■ Activities:
[1] Please copy the forum post from "Our emotions aren’t" up to and including "to pain perception.", swapping "visceral" for "physical".
[2] In the forum post, who wrote about guilt's role in some of his patients' symptoms?
[3] Render this sentence from the forum post in Spanish: "Anxiety increases our chance of heart attack."
(Quoted passage)
Discussion in 'General Discussion Subforum' started by North Star, Nov 29, 2013.

  1. North Star

    North Star Beloved Grand Eagle

    This is from Mark's Daily Apple. I think he does a brilliant job of spelling out TMS for a broader audience.
    Living Primally is first and foremost about taking responsibility for your own health. Though we might not be able to control each and every facet of our lives and genetics, we have considerably more power than we think. Diet, exercise, sleep, sun,social connection, and play all figure centrally into our health. (If you’ve been with us at MDA for even a week, you’ve probably figured that out.) That said, there are also more nuanced facets to wellbeing – subtler influences and interactions that we might not consider each day. True, when we rein in the bad habits and rewire unhealthy patterns, we open the door for an unprecedented level of thriving. Some of us, however, carry other kinds of baggage burdensome enough to keep us from ultimately passing over the threshold. I’m talking about the emotional cargo we live with – the anger, resentment, repression, sadness, guilt, or inertia (to name a few) – and its inevitable toll on our physiological health.
    A few months ago, Dr. Albert Fuchs wrote a post highlighting the role of guilt played in some of his patients’ symptoms. Many physicians, Fuchs explains, see people whose physical suffering has no apparent medical source – somatization in medical jargon. Their conditions, which range from insomnia to chest pain, are rooted in guilt. What these folks need, Fuchs argues, is emotional and spiritual “absolution,” not medical treatment.
    Fuch’s observation is just the tip of the iceberg, I’d suggest. In recent years, studies have highlighted the role stress, emotions, and personality traits play in serious health risks. For example, research shows sadness increases our perception of pain. Anxiety increases our chance of heart attack. Stress heightens our risk for stroke. Depression raises levels of inflammation-promoting proteins and increases the accumulation of abdominal fat. Suppressing our feelings even suppresses our immune function!
    Our emotions aren’t just intellectual configurations. They’re wholly visceral processes. Imagine the emotionally charged times when you’ve had sweaty palms, a tightened chest, muscle tension, a knotted stomach, constricted throat, or light-headedness. It’s all part of the inherent mind-body connection. Our emotions elicit biochemical signals that set in motion a chain of positive or negative physiological events that include or influence everything fromblood pressure to blood viscosity, gastrointestinal function to pain perception.
    We’re designed, of course, to experience (and recover quickly from) a wide range of emotions, but when we get stuck in a negative rut for too long, it exacts a physiological as well as psychological toll. Over time, our physical condition reflects our emotional state. The persistent physiological impact of our feelings becomes imbedded in our body itself – in skewed neurochemical patterns, inefficient systemic functioning, even epigenetic profiles.
(End Quoted passage)
(Data supplied)
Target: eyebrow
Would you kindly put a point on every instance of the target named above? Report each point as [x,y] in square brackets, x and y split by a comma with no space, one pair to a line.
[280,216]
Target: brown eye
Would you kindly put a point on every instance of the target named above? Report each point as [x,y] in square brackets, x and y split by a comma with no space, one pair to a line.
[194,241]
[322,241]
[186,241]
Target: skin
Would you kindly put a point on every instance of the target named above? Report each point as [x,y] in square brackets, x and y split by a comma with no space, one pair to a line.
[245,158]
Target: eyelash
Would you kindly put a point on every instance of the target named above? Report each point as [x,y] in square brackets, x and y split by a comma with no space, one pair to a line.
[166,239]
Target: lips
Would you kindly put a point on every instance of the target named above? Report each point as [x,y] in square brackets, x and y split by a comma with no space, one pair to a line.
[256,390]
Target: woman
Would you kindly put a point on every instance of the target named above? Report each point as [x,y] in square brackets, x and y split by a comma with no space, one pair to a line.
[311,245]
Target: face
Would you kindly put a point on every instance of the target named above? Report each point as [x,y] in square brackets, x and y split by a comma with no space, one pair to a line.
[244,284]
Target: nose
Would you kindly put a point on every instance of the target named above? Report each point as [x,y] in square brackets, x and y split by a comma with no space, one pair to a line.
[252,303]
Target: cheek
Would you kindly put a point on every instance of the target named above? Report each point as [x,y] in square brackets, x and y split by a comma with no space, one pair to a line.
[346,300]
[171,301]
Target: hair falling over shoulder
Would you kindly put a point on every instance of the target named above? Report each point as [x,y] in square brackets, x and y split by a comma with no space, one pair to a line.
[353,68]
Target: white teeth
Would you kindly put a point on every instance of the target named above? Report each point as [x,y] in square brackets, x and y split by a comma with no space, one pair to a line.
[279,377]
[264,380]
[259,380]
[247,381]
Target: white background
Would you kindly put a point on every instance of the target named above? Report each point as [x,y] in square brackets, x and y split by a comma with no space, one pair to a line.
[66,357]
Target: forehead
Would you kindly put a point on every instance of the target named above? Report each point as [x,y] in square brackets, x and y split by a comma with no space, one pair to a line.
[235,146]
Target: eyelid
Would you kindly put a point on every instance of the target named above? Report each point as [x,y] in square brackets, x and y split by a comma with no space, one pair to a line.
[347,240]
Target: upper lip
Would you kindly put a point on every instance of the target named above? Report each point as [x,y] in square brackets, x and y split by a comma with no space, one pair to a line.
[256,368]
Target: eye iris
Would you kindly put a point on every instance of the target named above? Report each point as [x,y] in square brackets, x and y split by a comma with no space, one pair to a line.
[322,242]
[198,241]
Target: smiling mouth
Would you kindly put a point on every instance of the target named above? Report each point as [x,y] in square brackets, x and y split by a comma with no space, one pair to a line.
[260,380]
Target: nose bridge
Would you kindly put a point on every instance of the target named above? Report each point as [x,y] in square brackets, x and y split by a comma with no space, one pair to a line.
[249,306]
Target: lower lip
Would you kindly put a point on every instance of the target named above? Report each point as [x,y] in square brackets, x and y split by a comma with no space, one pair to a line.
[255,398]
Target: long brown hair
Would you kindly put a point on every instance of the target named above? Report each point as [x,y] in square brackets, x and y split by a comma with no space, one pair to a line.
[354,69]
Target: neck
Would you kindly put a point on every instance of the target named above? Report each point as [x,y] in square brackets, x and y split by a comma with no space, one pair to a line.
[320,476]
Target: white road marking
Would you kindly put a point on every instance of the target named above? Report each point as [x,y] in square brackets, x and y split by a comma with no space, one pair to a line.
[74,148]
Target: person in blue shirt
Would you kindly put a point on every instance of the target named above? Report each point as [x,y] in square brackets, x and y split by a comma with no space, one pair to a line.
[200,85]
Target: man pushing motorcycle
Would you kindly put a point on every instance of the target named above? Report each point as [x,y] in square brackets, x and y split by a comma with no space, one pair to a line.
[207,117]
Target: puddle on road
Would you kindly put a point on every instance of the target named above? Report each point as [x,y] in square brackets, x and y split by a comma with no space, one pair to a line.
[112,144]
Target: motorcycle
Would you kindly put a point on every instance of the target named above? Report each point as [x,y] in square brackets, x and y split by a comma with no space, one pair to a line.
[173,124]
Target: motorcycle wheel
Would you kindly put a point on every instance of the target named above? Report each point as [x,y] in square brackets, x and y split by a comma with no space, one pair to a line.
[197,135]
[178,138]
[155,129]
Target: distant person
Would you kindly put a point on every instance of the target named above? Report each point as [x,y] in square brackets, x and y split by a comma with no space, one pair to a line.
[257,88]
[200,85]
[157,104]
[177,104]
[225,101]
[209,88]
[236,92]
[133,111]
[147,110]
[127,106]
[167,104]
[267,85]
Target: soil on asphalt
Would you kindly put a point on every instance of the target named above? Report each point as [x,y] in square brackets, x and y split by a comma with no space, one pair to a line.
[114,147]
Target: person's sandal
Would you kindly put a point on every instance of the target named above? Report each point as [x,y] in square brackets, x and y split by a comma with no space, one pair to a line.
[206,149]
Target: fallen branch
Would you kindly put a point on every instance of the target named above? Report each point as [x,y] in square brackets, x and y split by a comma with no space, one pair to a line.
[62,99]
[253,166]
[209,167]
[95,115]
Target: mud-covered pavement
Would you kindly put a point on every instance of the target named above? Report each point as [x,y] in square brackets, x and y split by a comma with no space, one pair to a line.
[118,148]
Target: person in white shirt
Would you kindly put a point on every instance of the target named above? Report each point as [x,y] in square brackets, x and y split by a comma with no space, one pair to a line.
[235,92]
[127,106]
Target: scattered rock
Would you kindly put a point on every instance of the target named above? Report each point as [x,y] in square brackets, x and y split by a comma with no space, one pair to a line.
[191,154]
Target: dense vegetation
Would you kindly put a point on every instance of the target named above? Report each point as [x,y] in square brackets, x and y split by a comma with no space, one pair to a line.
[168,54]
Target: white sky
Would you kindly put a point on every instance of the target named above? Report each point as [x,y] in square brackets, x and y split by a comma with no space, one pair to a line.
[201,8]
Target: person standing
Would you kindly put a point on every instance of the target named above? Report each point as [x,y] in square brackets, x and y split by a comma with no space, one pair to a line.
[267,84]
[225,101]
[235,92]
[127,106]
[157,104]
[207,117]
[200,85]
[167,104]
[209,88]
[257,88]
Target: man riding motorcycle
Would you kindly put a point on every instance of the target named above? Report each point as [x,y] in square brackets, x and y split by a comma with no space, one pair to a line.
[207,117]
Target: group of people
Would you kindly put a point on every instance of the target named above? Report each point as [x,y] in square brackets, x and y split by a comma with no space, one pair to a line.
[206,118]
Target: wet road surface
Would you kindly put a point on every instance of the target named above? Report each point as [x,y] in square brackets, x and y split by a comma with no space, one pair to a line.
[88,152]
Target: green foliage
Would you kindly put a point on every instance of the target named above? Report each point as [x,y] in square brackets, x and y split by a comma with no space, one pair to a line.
(End Data supplied)
■ Outputs in order:
[1]
Our emotions aren’t just intellectual configurations. They’re wholly physical processes. Imagine the emotionally charged times when you’ve had sweaty palms, a tightened chest, muscle tension, a knotted stomach, constricted throat, or light-headedness. It’s all part of the inherent mind-body connection. Our emotions elicit biochemical signals that set in motion a chain of positive or negative physiological events that include or influence everything fromblood pressure to blood viscosity, gastrointestinal function to pain perception.

[2] Dr. Albert Fuchs

[3] La ansiedad aumenta nuestra probabilidad de sufrir un infarto.